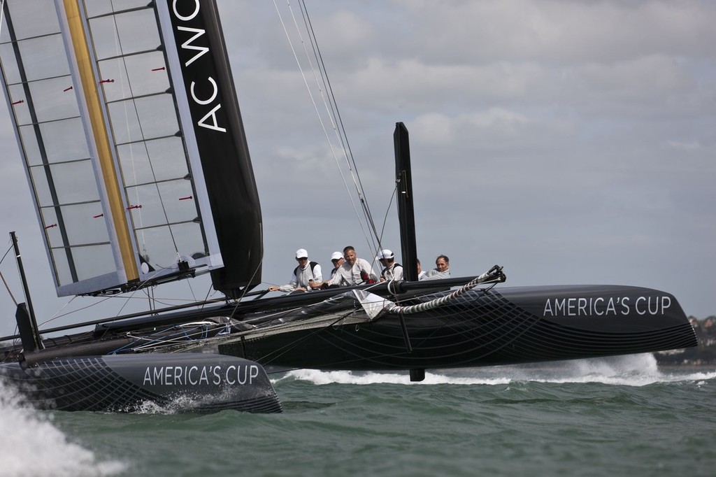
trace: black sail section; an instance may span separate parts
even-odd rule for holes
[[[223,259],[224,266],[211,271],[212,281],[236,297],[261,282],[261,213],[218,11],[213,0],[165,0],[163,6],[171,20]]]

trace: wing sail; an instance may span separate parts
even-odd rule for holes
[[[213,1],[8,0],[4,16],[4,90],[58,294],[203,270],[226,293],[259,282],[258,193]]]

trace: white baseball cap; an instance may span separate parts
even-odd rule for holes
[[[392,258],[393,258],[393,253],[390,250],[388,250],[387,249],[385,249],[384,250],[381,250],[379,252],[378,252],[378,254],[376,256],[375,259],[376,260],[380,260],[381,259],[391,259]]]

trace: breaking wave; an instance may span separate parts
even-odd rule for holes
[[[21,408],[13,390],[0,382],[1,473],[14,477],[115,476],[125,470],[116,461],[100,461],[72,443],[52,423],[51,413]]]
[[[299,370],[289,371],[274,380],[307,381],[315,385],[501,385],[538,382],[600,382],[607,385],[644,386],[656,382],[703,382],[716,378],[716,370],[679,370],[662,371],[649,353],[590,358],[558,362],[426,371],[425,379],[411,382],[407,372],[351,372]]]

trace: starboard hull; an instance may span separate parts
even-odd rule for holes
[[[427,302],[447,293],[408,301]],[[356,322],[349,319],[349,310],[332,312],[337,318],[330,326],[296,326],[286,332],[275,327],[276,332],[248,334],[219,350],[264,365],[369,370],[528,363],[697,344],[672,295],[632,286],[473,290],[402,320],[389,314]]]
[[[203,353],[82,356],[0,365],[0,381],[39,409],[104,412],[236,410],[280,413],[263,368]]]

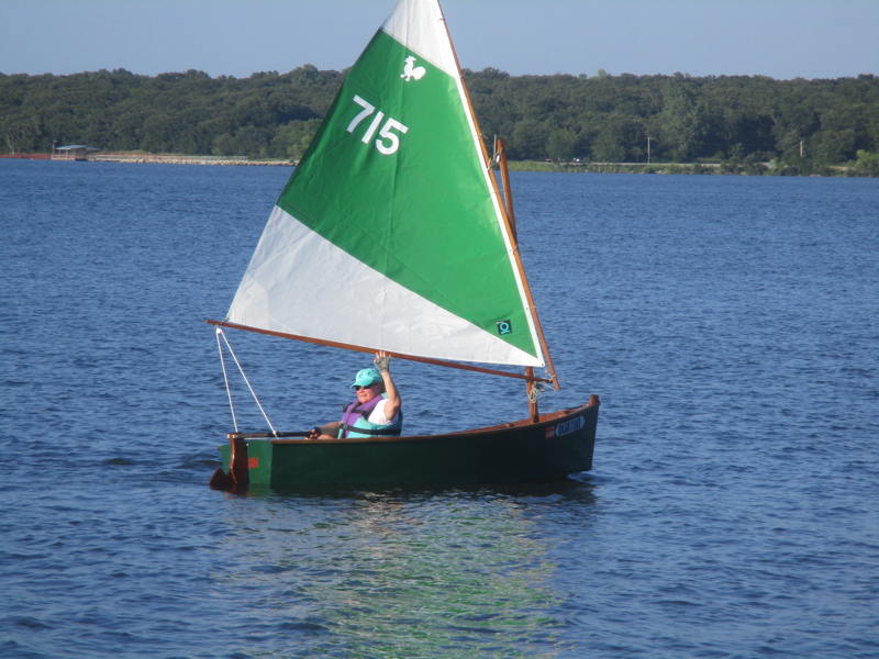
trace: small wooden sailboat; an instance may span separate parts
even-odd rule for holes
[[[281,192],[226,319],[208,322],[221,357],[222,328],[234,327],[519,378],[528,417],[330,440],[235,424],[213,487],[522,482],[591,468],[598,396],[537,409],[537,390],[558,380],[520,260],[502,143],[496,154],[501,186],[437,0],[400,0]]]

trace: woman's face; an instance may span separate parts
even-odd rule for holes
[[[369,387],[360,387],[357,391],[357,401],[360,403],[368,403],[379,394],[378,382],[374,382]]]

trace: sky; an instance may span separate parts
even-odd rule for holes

Your goal: Please rewrite all of the data above, substituting "outline" for every "trace" and leaving everything else unchanged. Omit the pictures from your answer.

Output for this task:
outline: black sail section; an instance may span separate parts
even-odd rule for holes
[[[223,259],[224,266],[211,271],[212,281],[236,297],[261,282],[261,213],[218,11],[213,0],[165,0],[163,6],[171,20]]]

outline: wing sail; an instance may span separate parts
even-odd rule for holes
[[[213,1],[8,0],[4,16],[4,90],[58,294],[203,270],[226,293],[259,282],[258,193]]]

outline: white baseball cap; an instance may span separate parts
even-odd rule for holes
[[[392,258],[393,258],[393,253],[390,250],[388,250],[387,249],[385,249],[384,250],[381,250],[379,252],[378,252],[378,254],[376,256],[375,259],[376,260],[380,260],[381,259],[391,259]]]

outline: breaking wave; an instance may span separate parts
even-odd rule for holes
[[[21,408],[13,390],[0,382],[1,473],[14,477],[115,476],[125,470],[116,461],[100,461],[72,443],[52,423],[51,413]]]
[[[299,370],[289,371],[274,380],[307,381],[315,385],[501,385],[538,382],[600,382],[607,385],[644,386],[656,382],[703,382],[716,378],[716,370],[679,370],[662,371],[649,353],[590,358],[558,362],[426,371],[425,379],[411,382],[407,372],[351,372]]]

outline: starboard hull; an instance may span separate parts
even-odd rule for holes
[[[427,302],[447,293],[408,301]],[[356,322],[349,319],[349,310],[332,312],[337,318],[330,326],[296,326],[286,332],[275,327],[276,332],[248,334],[219,350],[264,365],[369,370],[528,363],[697,344],[672,295],[632,286],[473,290],[402,320],[389,314]]]
[[[203,353],[82,356],[0,365],[0,381],[39,409],[104,412],[236,410],[280,413],[263,368]]]

outline: small wooden sailboat; an instance may span separate parts
even-odd rule for holes
[[[281,192],[226,319],[208,322],[221,357],[222,328],[234,327],[519,378],[528,417],[330,440],[235,424],[213,487],[522,482],[591,468],[598,396],[537,409],[537,390],[558,380],[520,260],[502,143],[496,154],[501,186],[437,0],[400,0]]]

outline: woman's face; an instance may span separate parts
even-odd rule for holes
[[[369,387],[360,387],[357,391],[357,401],[360,403],[368,403],[379,394],[378,382],[374,382]]]

outline: sky; an instance may span separate parts
even-odd rule for holes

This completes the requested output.